Most are proteins, but some are catalytic RNAs (ribozymes).
How specific are enzymes?
Enzymes are highly specific to their substrates
How does the size of an enzyme compare to its substrate?
Enzymes are generally larger than their substrates.
What types of weak bonds do enzymes typically rely on?
Hydrogen bonds, van der Waals forces, and hydrophobic interactions.
What is the active site of an enzyme?
The region on the enzyme where the substrate binds.
What do many enzymes contain that help in catalysis but are not substrates?
Small nonprotein molecules such as prosthetic groups or coenzymes.
What are prosthetic groups?
Nonprotein molecules that bind tightly, often covalently and permanently, to enzymes.
Give an example of a prosthetic group.
The heme group in cytochromes.
What are coenzymes?
Small, loosely bound nonprotein molecules that assist enzymes during catalysis.
How are coenzymes different from prosthetic groups?
Coenzymes bind loosely and reversibly, while prosthetic groups bind tightly and often permanently.

━━━━━━━━━━━━━━━━

--- YOUR OBJECTIVE ---
According to the notes on enzymes, what are the enzymes that are not proteins?

--- DATASET CONTENT ---
━━━━━━━━━━━━━━━━

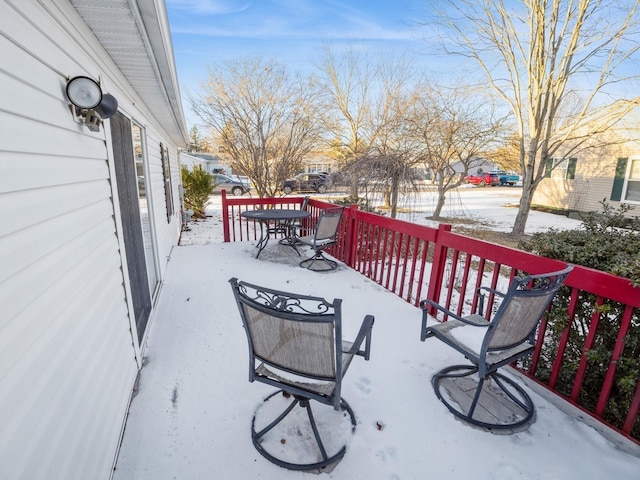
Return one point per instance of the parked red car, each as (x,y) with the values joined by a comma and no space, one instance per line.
(483,179)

━━━━━━━━━━━━━━━━

--- ANSWER BOX ---
Catalytic RNAs, called ribozymes.